── EXTRACTED INFORMATION

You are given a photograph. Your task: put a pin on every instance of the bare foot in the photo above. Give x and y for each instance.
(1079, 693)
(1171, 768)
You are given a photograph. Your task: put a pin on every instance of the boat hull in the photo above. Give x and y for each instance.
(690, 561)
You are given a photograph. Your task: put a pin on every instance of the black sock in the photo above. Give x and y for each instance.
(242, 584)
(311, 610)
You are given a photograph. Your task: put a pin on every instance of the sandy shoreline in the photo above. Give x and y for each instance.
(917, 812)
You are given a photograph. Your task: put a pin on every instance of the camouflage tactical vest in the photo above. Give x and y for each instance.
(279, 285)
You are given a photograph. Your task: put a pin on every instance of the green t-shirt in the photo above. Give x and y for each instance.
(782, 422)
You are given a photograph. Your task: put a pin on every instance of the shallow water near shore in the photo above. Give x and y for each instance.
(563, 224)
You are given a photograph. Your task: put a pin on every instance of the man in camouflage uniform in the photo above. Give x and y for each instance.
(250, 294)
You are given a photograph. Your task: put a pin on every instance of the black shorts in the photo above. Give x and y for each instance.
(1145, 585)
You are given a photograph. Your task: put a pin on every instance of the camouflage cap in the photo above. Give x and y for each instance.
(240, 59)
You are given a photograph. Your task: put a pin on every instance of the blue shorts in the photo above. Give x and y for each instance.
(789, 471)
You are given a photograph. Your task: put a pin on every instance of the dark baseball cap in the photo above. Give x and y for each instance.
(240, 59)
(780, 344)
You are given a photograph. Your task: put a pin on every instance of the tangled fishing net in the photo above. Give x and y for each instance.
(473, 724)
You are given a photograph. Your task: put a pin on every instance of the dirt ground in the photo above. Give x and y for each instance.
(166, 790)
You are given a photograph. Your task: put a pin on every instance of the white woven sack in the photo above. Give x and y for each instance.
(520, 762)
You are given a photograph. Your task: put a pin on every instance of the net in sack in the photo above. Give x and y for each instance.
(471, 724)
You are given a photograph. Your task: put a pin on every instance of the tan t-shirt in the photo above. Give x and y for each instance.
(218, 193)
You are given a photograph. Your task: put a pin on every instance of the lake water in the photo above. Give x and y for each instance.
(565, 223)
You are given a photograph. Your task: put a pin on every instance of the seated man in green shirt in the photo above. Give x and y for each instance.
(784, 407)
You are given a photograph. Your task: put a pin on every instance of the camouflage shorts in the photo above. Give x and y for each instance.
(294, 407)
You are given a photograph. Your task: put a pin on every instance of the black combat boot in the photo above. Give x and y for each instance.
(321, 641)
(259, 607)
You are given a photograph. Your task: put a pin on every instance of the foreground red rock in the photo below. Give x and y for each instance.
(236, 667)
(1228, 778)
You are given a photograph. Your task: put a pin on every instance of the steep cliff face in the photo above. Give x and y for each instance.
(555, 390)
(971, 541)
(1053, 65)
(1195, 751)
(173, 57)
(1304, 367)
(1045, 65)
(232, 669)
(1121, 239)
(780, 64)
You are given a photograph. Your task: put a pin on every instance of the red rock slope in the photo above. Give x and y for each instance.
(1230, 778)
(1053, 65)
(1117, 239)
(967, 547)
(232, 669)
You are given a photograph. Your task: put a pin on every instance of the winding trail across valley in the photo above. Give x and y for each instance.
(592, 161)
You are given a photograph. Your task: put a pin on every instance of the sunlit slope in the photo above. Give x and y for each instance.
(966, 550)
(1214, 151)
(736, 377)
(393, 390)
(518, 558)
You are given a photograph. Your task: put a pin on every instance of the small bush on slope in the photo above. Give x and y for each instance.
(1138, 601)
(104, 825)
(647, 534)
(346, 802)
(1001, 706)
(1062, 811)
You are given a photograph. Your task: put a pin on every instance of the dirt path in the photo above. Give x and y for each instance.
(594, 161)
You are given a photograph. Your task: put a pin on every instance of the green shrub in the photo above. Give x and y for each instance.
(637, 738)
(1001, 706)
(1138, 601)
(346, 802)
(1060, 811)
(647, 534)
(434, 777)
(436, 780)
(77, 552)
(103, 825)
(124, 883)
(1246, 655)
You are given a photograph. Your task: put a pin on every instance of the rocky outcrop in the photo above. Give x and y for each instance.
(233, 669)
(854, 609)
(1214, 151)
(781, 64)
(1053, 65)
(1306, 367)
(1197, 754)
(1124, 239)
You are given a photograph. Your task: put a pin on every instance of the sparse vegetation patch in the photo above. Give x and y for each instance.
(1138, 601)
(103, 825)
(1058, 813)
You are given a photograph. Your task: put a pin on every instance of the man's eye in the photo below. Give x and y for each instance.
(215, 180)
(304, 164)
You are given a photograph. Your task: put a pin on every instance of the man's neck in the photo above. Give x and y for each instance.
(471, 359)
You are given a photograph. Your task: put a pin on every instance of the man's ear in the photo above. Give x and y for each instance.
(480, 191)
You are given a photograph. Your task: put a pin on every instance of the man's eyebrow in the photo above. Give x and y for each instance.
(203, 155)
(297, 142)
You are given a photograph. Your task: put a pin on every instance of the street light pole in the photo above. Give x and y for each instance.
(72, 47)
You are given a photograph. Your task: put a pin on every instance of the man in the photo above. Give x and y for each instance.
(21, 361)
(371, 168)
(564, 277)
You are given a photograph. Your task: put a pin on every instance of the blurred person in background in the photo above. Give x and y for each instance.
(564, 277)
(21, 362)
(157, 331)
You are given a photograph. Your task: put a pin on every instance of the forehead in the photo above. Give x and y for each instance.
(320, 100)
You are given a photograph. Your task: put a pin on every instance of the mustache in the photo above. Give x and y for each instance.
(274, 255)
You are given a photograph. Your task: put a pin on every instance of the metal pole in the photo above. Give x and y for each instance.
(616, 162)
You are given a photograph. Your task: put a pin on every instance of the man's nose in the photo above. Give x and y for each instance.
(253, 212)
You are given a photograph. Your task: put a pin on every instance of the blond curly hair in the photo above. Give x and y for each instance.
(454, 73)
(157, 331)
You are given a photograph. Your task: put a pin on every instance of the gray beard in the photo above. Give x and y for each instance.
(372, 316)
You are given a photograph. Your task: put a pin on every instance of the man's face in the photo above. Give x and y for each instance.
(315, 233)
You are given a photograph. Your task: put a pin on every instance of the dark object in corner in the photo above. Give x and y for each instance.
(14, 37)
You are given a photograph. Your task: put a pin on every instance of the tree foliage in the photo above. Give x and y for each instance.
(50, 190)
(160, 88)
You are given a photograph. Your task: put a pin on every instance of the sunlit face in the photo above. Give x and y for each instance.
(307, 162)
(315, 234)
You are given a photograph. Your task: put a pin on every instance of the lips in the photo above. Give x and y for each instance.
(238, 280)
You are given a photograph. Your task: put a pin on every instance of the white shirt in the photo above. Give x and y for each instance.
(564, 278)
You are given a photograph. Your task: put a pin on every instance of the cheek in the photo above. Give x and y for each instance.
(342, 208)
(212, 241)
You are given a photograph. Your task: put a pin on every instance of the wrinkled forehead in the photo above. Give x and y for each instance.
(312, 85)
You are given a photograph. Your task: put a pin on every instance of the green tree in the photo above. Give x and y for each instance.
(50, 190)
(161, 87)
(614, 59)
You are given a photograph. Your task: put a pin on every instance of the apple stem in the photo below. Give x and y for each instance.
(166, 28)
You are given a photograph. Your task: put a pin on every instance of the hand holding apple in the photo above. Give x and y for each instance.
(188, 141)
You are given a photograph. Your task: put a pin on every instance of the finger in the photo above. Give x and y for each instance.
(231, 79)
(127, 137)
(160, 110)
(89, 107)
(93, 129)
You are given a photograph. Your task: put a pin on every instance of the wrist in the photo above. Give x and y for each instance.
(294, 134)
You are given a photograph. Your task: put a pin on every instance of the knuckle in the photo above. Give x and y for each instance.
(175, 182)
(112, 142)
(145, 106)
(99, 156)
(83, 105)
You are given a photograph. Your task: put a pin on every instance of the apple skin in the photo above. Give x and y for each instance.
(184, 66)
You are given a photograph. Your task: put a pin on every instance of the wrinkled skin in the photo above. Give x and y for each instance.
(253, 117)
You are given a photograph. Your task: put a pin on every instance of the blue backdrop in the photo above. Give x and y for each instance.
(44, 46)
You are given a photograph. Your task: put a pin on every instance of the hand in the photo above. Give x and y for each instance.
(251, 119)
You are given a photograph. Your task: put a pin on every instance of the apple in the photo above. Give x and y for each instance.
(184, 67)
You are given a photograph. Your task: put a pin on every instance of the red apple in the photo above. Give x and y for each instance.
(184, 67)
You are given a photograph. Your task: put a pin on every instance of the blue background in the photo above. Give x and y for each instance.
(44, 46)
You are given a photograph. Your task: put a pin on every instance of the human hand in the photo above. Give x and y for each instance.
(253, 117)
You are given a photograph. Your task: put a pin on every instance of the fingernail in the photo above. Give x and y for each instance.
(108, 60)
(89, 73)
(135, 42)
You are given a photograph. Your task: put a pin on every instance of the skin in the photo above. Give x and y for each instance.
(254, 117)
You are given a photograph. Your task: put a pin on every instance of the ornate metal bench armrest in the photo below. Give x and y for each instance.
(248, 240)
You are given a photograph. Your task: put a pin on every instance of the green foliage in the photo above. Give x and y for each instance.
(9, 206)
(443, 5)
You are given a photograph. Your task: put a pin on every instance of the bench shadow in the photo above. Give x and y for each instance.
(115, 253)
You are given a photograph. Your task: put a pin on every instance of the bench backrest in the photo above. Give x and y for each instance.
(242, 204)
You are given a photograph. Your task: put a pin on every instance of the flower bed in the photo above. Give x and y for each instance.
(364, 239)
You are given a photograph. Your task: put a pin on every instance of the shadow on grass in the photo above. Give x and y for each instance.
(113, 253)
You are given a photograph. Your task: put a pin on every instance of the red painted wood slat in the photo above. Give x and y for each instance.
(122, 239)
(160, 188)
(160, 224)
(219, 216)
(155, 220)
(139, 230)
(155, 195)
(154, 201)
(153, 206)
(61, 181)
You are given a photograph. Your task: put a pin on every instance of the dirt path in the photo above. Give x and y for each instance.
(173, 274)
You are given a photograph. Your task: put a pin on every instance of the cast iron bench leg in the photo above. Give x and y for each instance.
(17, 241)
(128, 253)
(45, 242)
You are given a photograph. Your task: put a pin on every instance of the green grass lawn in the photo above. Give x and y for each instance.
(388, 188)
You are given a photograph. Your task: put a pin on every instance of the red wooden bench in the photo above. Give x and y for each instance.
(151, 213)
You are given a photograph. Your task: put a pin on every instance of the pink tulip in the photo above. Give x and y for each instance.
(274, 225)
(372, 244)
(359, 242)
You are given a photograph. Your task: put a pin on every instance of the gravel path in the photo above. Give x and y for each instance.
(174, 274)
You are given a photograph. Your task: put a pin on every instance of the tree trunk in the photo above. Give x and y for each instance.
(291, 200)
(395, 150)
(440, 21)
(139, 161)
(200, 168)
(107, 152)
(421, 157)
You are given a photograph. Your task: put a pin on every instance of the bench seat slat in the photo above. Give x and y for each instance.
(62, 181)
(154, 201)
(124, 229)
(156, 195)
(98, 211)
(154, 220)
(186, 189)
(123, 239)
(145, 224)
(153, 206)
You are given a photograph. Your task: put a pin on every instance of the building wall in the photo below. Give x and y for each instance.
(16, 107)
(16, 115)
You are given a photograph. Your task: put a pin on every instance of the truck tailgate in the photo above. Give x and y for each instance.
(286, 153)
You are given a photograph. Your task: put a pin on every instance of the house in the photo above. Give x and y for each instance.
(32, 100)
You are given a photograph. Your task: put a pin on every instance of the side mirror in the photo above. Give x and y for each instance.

────

## WHAT THE TASK REQUIRES
Arrange the lines above as a numbered list, from the line with "of the rocky" up to and including the line with "(1124, 239)", leaving out any blank lines. Include only those lines.

## ANSWER BELOW
1. You are given a photograph. Your task: put a pin on every instance of the rocky outcrop in the photo above. Give x and y for each instance.
2. (233, 669)
3. (854, 609)
4. (1214, 151)
5. (781, 64)
6. (1053, 65)
7. (1306, 367)
8. (1197, 754)
9. (1124, 239)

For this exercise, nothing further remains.